▸ Work instruction:
Below is a block of entries; repeat exactly the lines starting at the line that contains "Find the dark planter" and ending at the line that contains "Find the beige", both included.

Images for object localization

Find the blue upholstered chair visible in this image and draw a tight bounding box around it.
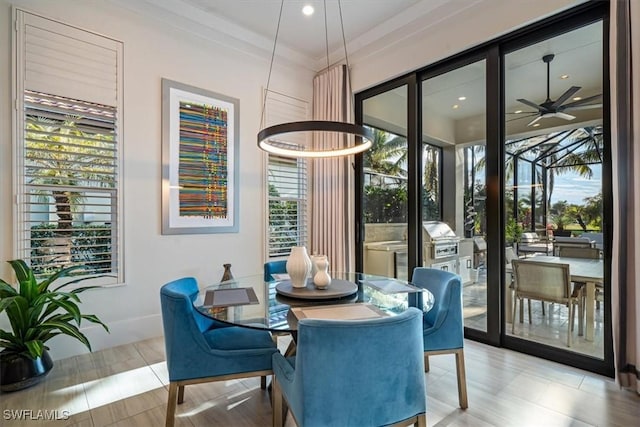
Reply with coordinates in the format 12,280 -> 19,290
271,307 -> 427,427
264,260 -> 287,282
411,267 -> 468,409
160,277 -> 278,427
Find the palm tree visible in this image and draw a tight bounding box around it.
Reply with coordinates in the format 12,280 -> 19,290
502,127 -> 602,225
363,127 -> 407,177
25,116 -> 115,265
544,129 -> 603,208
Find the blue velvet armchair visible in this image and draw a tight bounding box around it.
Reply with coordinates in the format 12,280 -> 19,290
264,260 -> 287,282
160,277 -> 278,427
411,267 -> 468,409
271,307 -> 427,427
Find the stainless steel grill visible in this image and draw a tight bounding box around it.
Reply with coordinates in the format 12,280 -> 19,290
423,221 -> 460,259
422,221 -> 460,272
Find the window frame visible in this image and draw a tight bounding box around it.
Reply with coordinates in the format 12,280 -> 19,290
266,153 -> 308,258
13,9 -> 124,285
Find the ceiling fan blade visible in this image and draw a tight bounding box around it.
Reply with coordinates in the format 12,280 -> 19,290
506,113 -> 538,122
551,86 -> 581,108
517,98 -> 543,111
563,103 -> 602,111
527,116 -> 543,126
553,112 -> 576,121
561,94 -> 602,108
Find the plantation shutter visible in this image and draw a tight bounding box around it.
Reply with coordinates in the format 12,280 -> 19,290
15,10 -> 123,284
22,12 -> 119,106
265,92 -> 309,258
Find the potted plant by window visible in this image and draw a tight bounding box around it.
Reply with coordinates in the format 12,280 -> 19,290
0,259 -> 109,392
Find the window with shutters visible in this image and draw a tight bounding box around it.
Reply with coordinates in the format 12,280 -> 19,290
268,154 -> 308,257
14,11 -> 123,284
265,92 -> 309,258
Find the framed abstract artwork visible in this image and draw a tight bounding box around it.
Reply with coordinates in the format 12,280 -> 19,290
161,79 -> 239,234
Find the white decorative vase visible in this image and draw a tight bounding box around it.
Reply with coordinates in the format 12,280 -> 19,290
309,254 -> 323,278
313,255 -> 331,289
286,246 -> 312,288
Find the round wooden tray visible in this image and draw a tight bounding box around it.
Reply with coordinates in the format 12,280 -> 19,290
275,278 -> 357,300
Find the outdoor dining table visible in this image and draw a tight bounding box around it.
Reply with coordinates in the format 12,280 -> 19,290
514,255 -> 604,341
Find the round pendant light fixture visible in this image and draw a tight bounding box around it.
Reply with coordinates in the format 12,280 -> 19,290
257,0 -> 372,158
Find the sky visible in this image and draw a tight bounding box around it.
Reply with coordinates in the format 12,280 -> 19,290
550,165 -> 602,205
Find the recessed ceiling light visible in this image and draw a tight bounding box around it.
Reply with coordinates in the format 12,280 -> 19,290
532,123 -> 541,127
302,5 -> 314,16
514,110 -> 522,114
458,96 -> 466,101
572,96 -> 582,101
560,74 -> 569,79
452,104 -> 459,109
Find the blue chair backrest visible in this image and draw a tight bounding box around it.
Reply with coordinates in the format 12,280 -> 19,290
411,267 -> 464,349
294,307 -> 426,426
160,277 -> 216,380
264,260 -> 287,282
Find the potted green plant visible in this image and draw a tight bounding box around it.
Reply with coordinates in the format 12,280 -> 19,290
505,217 -> 523,246
0,259 -> 109,392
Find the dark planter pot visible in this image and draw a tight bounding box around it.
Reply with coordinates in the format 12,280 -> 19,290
0,350 -> 53,392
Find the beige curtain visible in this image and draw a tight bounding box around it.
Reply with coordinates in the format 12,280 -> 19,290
610,0 -> 639,393
310,64 -> 354,272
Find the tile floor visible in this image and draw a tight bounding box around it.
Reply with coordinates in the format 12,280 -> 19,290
1,335 -> 638,426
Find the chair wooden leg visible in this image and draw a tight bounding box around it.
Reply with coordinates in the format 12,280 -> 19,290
541,301 -> 545,316
261,375 -> 267,390
512,298 -> 517,334
579,294 -> 585,336
272,377 -> 283,427
527,299 -> 532,323
177,385 -> 185,404
519,298 -> 524,323
424,354 -> 430,373
166,382 -> 178,427
416,413 -> 427,427
455,349 -> 468,409
567,303 -> 573,347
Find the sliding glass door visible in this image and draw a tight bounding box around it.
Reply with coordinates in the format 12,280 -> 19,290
360,84 -> 410,281
421,61 -> 488,332
355,3 -> 611,375
503,20 -> 606,360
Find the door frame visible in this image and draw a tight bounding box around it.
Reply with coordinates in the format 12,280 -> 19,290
354,1 -> 613,376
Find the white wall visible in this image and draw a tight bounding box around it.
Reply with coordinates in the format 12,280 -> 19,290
0,0 -> 314,359
350,0 -> 586,93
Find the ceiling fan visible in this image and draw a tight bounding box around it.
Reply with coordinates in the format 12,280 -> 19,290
515,53 -> 602,126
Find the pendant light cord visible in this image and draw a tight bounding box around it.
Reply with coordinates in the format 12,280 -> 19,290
338,0 -> 349,72
260,0 -> 285,130
324,0 -> 330,73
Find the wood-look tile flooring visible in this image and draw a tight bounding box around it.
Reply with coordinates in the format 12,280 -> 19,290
1,336 -> 638,426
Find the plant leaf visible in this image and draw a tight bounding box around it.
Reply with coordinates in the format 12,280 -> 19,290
0,280 -> 19,298
43,296 -> 82,324
39,321 -> 92,351
0,295 -> 20,314
40,265 -> 92,292
80,314 -> 110,332
0,330 -> 20,345
8,259 -> 38,302
52,276 -> 111,292
24,340 -> 44,359
4,296 -> 30,337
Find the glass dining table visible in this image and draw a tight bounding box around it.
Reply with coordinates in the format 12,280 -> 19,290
194,272 -> 431,333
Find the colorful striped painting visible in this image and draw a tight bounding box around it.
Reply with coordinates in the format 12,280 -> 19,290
178,101 -> 228,219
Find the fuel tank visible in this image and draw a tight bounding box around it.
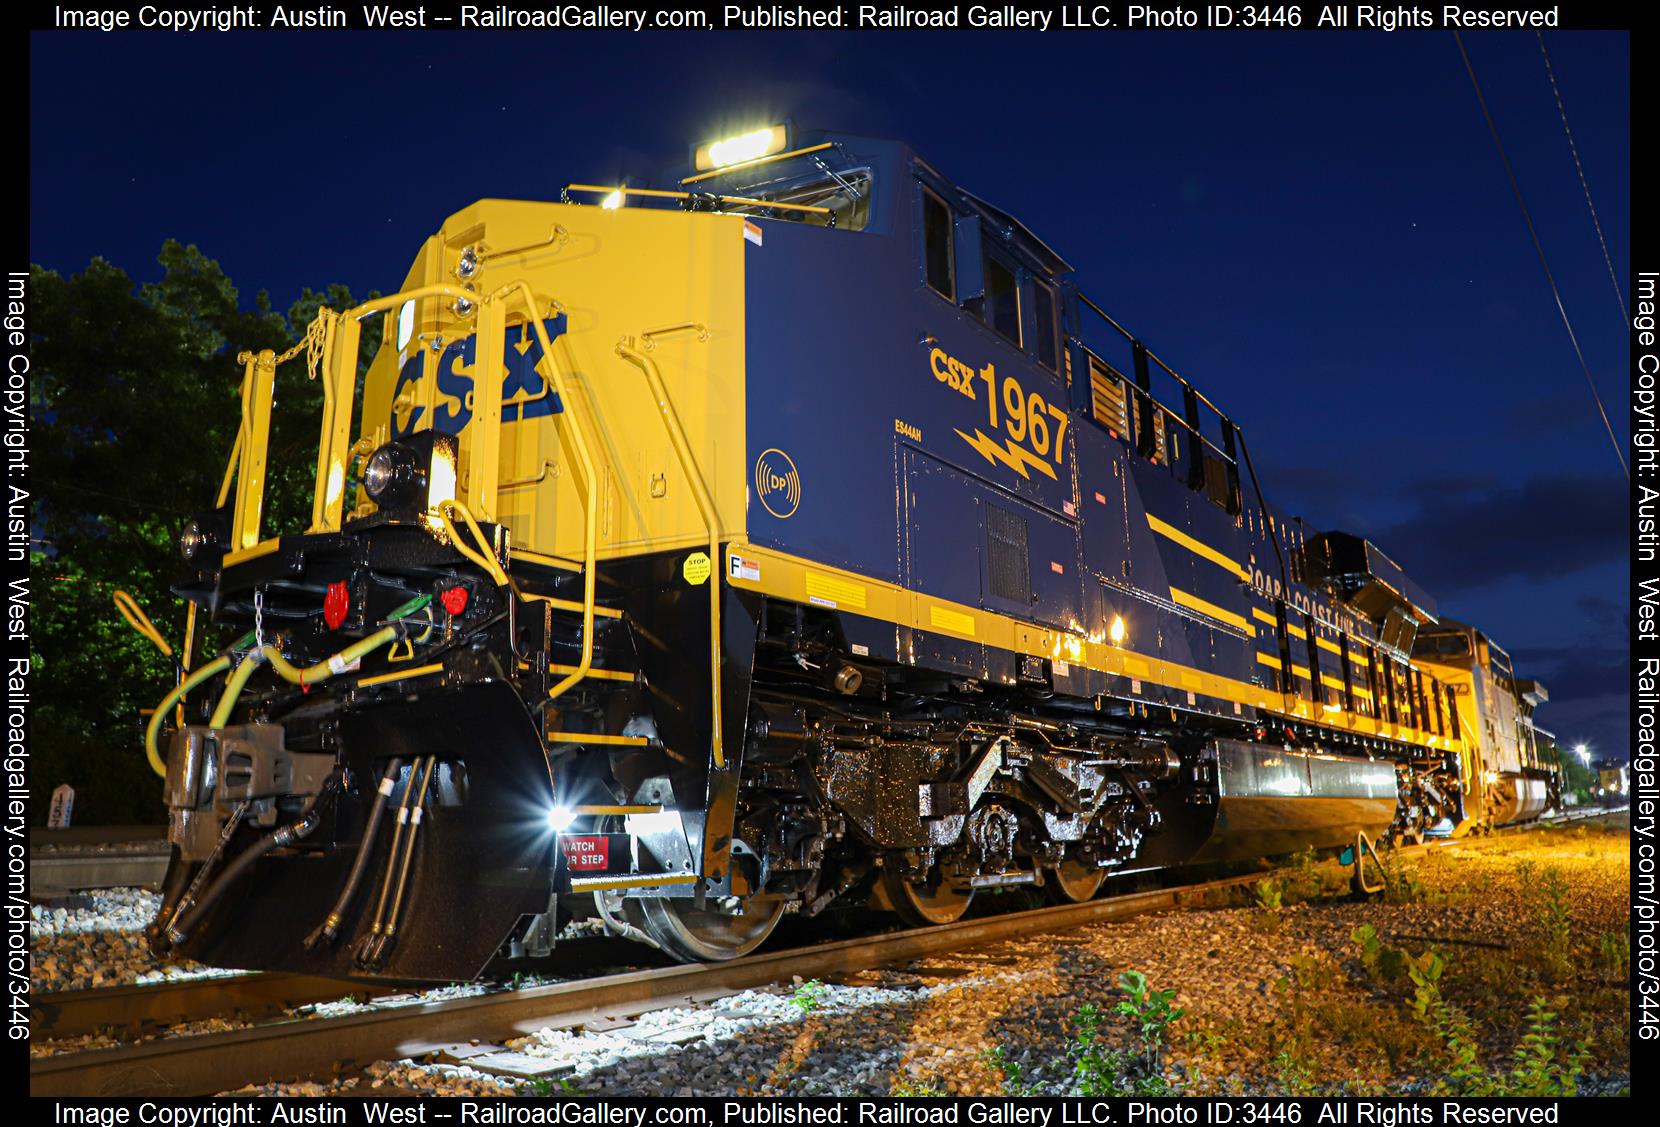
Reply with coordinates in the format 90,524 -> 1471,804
1184,739 -> 1399,864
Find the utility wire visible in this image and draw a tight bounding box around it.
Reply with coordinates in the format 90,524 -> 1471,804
1536,30 -> 1628,324
1453,31 -> 1628,480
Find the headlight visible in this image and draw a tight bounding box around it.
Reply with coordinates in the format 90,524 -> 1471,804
178,518 -> 208,561
363,441 -> 426,508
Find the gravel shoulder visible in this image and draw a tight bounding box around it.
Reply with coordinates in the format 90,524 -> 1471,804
40,819 -> 1632,1098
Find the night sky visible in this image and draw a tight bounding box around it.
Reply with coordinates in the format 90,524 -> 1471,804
28,27 -> 1631,760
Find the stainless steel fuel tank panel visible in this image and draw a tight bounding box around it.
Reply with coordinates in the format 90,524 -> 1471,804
1185,739 -> 1399,864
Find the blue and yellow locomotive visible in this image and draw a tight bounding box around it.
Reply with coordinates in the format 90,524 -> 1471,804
145,128 -> 1556,978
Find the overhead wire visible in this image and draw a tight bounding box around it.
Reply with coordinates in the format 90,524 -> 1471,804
1535,30 -> 1628,325
1452,30 -> 1628,480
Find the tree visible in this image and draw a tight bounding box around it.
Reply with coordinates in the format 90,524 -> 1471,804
30,243 -> 378,823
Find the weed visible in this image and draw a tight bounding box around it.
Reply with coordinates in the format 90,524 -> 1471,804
1350,924 -> 1409,981
1501,997 -> 1592,1096
1379,848 -> 1424,903
1597,928 -> 1630,981
983,1045 -> 1041,1096
892,1079 -> 947,1097
1253,878 -> 1284,913
789,978 -> 828,1014
1070,1002 -> 1130,1096
1517,863 -> 1573,982
339,994 -> 357,1006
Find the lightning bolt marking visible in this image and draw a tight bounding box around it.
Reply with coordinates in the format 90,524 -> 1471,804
954,428 -> 1058,481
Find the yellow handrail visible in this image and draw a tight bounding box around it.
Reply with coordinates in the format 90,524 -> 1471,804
565,183 -> 830,217
616,329 -> 724,769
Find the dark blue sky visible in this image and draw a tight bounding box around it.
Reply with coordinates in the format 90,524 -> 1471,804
29,28 -> 1631,758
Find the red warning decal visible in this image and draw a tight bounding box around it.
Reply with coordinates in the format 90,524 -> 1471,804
559,835 -> 610,871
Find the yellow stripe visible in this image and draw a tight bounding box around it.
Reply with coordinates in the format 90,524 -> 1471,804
1321,674 -> 1347,693
929,605 -> 977,637
358,662 -> 444,688
1316,636 -> 1343,656
570,804 -> 662,815
223,538 -> 282,567
1168,587 -> 1252,634
805,570 -> 868,610
511,548 -> 582,573
1353,685 -> 1374,700
1286,621 -> 1307,640
548,663 -> 635,682
1256,652 -> 1282,670
1145,514 -> 1250,581
1251,607 -> 1278,628
534,596 -> 624,620
546,731 -> 649,746
1291,664 -> 1311,680
722,543 -> 1458,753
569,873 -> 699,892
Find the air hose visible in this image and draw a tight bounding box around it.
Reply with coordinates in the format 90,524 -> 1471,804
204,594 -> 433,729
165,778 -> 336,947
306,756 -> 404,949
144,656 -> 233,779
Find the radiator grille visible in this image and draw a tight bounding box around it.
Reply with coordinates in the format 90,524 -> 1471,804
985,504 -> 1030,604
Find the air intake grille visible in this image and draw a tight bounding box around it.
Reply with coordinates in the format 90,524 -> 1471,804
985,504 -> 1030,604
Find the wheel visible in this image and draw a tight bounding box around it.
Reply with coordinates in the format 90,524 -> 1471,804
1047,853 -> 1105,904
625,895 -> 783,963
882,867 -> 974,927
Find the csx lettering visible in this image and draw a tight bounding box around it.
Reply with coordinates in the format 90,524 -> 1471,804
929,346 -> 979,399
392,319 -> 564,438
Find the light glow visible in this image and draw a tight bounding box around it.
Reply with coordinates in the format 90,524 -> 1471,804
695,125 -> 788,171
1109,615 -> 1127,645
396,299 -> 415,351
547,807 -> 577,832
601,189 -> 623,210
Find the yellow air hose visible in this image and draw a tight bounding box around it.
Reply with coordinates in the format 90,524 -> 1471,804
148,595 -> 432,778
144,656 -> 232,778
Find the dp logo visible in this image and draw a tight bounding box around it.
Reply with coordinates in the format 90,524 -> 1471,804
754,448 -> 801,519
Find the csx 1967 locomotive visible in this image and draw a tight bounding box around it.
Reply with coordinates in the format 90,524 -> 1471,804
143,128 -> 1559,979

▸ Finished task:
Find the dark planter pot visible in this image and draw a tight bounding box around it.
Reply with coordinates in the format 12,280 -> 19,290
0,350 -> 53,392
Find the beige curtain visible in this image and draw a tight bounding box around it.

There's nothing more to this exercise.